### Task requirements:
**1.** According to the Bandhan Bank article, on what date will Chandrasekar Ghosh retire from the bank?
**2.** Continue the Bandhan Bank article from its last sentence.
-- Given text follows --
External candidate may replace CS Ghosh as MD and CEO of Bandhan Bank
After serving Bandhan Bank for almost nine year, Chandrasekar Ghosh, MD and CEO of Bandhan Bank and its founder, decided to step down from the position once his term ended on July 9, 2024. In a letter to the board recalling how Bandhan was started to where it currently is, Ghosh said, “After leading the Bank for almost a decade including three consecutive tenure as MD and CEO, I feel that the time has now come for me to assume a larger strategic role at Bandhan group level. Hence, I have decided to retire from the services of Bandhan Bank at the end of my current tenure as MD and CEO, i.e. on July 09, 2024“.
Interestingly, Ghosh’s resignation from the bank comes at a time when the forensic audit by the National Credit Guarantee Trustee Company (NCGTC) is underway. It is anticipated that the final report of the audit should be due out soon. On February 12, businessline reported that forensic audit by NCGTC is being conducted at the bank examining loans worth $23,300 crore.
Outsider CEO likely
According to sources aware of the matter, Bandhan Bank may see an external candidate replace Ghosh as MD and CEO. “Although there have been a lot of fresh hands joining the bank at very senior levels in the recent months, the bank is still believed to be searching for a CEO candidate,” said a person familiar with the matter.
-- Given text concluded --
-- Raw data follows --
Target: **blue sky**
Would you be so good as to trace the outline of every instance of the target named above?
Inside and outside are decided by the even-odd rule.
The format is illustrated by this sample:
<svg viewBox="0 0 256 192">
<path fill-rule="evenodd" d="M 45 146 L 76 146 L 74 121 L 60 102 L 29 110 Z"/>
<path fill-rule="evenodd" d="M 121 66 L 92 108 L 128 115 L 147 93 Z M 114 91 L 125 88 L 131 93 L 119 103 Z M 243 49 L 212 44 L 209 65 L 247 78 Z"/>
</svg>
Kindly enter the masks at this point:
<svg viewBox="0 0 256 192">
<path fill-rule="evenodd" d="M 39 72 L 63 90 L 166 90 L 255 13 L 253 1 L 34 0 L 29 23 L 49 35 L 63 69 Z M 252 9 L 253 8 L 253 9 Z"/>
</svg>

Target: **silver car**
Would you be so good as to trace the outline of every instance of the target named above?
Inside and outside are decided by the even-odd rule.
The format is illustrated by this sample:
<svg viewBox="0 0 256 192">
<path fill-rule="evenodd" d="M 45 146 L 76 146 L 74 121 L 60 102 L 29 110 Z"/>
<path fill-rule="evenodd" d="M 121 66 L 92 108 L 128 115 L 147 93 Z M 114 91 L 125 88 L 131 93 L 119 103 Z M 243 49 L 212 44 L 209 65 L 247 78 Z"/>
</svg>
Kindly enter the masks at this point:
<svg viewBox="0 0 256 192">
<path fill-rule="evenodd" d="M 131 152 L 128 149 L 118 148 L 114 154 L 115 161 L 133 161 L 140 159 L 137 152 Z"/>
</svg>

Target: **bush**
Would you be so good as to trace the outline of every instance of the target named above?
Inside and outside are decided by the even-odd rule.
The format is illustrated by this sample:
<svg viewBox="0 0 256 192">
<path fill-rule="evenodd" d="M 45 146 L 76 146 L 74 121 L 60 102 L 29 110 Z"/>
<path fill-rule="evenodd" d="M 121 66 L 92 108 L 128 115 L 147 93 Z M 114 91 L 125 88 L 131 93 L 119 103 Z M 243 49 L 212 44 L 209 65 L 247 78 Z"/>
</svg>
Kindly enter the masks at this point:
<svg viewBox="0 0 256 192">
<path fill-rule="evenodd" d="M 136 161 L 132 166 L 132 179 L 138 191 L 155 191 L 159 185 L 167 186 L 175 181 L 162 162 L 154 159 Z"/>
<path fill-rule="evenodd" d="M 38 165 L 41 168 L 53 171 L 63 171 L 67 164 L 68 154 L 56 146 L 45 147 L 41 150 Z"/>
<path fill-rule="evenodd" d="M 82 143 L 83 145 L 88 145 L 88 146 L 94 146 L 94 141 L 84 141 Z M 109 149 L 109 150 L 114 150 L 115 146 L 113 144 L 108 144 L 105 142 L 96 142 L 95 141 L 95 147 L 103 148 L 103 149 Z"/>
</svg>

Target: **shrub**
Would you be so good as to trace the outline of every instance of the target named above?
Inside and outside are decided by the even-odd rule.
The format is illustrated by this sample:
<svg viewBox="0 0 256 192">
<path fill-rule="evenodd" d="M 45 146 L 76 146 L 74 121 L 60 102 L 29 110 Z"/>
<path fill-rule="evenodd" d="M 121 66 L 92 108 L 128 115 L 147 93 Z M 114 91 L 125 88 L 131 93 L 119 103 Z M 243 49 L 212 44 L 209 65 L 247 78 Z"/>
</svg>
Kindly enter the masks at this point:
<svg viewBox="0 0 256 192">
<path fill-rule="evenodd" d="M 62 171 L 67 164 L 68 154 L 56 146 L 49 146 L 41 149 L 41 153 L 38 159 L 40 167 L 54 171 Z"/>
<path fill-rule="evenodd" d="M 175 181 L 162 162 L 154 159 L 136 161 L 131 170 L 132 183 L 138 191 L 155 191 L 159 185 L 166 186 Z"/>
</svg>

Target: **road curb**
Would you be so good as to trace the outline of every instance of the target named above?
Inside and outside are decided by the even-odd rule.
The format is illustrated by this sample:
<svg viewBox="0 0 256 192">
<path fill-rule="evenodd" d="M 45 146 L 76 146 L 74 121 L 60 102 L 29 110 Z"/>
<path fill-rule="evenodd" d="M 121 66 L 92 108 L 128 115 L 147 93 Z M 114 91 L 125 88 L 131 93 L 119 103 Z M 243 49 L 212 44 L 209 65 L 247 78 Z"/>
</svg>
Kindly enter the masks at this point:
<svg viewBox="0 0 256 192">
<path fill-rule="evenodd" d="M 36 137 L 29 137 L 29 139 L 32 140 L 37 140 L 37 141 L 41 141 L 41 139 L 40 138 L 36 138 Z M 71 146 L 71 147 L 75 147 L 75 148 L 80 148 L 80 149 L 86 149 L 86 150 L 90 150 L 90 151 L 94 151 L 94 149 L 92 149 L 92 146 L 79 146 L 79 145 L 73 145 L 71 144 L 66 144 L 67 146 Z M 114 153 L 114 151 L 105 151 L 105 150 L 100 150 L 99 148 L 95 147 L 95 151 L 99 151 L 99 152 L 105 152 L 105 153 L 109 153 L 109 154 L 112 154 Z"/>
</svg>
-- Raw data concluded --
### Results:
**1.** July 9, 2024, at the end of his current tenure as MD and CEO.

**2.**
This is despite the bank having at least five new senior leadership executives taking charge recently.
Troubled phase
Asset quality woes for Bandhan Bank began during the pandemic with gross non-performing asset ratio shooting from 1.48 per cent in FY20 to 6.81 per cent in FY21. It shot to 7.02 per cent in December FY24 quarter. Meanwhile, ₹23,300 crore loans, comprising of ₹20,800 crore of loans covered under Credit Guarantee Fund for Micro Units (CGMFU) and ₹2,500 crore of loans covered ECLGS or Emergency Credit Line Guarantee Scheme are being audited for several lapses including evergreening of loans and assessing for potential inflation in the portfolio by way of fictitious customers. This is roughly 18 per cent of the bank’s total loan book as on Q3 FY24.